■ TRY IT
Answer these questions from the roundabout article.
1. What does the planned roundabout at Five Corners replace?
2. How much was the federal grant, and what does it fund?
3. What local match percentage is required, and which fund pays for it?

■ SELECTED EXTRACT
- Opening Delimiter -

Council goes round and round about roundabout — public hearing set for Dec. 20

An artist's rendering of the proposed roundabout at Five Corners.

City of Edmonds Public Works Director Phil Williams said he wasn’t surprised to learn that there is opposition to the roundabout now being planned to replace a current five-way stop sign at the intersection aptly named Five Corners.

Appearing before the Edmonds City Council Tuesday night, Williams was armed with a Power Point full of statistics about the value of roundabouts, from reduced air pollution (thanks to less idling at stop signs) and accidents (due to fewer “conflict points” where serious collisions can occur) to improved aesthetics.

Williams also brought along what he called his “gurus of roundabouts” — experts with knowledge about how and why roundabouts work effectively to control movement through intersections, minus stop lights and stop signs.

The City Council voted unanimously last July to authorize the mayor and city staff to sign a consultant agreement to begin the planning process for the roundabout at 212th Street Southwest and 84th Avenue West. The city received a federal grant for $463,000 to fund final design and right-of-way acquisition; with a required 13.5 percent local match set to be paid for through the city’s Street Fund.  The city is continuing to pursue grant money for the construction phase, Williams said.

- Closing Delimiter -

■ Stored records
- Opening Delimiter -

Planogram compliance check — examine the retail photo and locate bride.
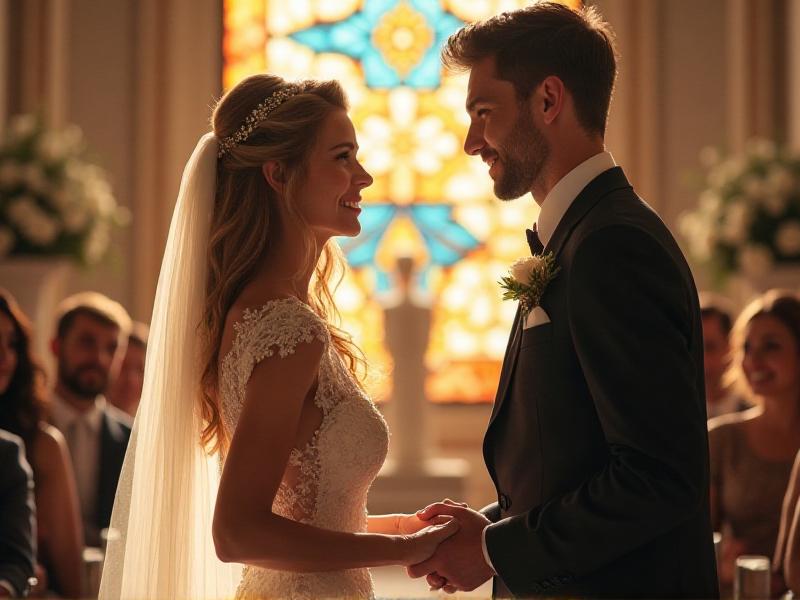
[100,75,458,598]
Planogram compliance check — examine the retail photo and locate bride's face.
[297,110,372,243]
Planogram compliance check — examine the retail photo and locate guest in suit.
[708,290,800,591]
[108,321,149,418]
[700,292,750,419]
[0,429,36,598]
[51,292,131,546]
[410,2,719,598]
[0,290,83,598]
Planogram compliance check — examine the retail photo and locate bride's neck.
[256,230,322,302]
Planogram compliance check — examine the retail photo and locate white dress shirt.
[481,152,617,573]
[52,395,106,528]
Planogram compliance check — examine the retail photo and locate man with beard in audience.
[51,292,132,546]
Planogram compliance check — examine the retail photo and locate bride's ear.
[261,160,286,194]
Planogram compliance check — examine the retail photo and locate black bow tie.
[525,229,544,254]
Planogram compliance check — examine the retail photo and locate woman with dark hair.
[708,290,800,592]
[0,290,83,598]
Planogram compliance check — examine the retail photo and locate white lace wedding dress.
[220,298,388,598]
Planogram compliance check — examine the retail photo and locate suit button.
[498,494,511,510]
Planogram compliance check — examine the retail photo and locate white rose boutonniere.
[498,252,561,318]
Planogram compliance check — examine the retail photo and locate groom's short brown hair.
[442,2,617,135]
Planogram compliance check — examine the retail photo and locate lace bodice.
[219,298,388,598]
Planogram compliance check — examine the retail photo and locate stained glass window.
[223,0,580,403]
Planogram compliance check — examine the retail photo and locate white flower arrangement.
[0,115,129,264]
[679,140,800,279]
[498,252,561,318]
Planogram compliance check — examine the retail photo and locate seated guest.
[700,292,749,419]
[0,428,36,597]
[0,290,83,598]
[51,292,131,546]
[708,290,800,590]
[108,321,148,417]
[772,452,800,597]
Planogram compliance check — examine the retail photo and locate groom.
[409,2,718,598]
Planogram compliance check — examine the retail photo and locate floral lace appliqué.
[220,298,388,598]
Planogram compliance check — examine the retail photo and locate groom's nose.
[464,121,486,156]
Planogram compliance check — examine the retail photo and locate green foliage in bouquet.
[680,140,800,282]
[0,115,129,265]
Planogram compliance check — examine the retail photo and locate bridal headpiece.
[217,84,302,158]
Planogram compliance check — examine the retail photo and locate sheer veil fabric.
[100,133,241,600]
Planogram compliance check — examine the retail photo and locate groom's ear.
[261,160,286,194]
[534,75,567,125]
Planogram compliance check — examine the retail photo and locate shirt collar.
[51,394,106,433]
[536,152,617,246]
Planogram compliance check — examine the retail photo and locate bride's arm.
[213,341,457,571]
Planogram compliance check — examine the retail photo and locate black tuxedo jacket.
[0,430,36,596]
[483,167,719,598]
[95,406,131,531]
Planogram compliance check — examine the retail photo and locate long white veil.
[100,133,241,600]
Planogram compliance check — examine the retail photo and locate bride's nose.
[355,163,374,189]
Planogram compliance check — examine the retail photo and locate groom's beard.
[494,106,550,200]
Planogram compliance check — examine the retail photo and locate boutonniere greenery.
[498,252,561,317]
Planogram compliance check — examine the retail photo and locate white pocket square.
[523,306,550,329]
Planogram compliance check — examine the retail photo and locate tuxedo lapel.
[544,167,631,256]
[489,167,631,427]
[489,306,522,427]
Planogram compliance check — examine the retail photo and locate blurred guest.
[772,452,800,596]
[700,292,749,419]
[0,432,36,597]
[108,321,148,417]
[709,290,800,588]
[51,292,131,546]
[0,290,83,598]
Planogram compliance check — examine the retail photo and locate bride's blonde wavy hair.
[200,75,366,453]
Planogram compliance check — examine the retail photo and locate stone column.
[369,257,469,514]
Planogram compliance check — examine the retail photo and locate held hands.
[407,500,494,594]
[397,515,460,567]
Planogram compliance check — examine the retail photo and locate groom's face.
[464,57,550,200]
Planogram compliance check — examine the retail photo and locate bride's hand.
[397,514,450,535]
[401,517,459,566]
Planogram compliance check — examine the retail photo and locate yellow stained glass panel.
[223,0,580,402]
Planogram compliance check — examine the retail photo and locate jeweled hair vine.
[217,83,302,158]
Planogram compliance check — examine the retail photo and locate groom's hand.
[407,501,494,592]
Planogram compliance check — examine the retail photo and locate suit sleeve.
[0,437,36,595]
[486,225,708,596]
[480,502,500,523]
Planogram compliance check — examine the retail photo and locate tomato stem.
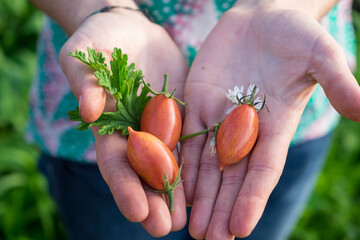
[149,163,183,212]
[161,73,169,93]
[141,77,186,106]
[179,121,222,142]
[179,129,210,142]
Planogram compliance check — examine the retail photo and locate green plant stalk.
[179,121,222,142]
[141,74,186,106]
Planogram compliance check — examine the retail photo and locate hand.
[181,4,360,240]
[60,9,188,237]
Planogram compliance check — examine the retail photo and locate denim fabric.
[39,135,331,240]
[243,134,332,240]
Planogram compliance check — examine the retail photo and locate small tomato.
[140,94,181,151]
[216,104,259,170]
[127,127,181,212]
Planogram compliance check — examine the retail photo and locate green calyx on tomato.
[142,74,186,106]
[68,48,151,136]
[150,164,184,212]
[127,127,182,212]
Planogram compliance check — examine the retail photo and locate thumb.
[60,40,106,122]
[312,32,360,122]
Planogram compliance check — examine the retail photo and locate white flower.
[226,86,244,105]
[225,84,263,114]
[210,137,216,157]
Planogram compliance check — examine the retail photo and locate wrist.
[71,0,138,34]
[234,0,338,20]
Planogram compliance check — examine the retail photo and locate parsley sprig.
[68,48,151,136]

- Closing Delimiter -

■ WORKED SOLUTION
1. A current five-way stop sign.
2. $463,000, for final design and right-of-way acquisition.
3. 13.5 percent, paid through the city's Street Fund.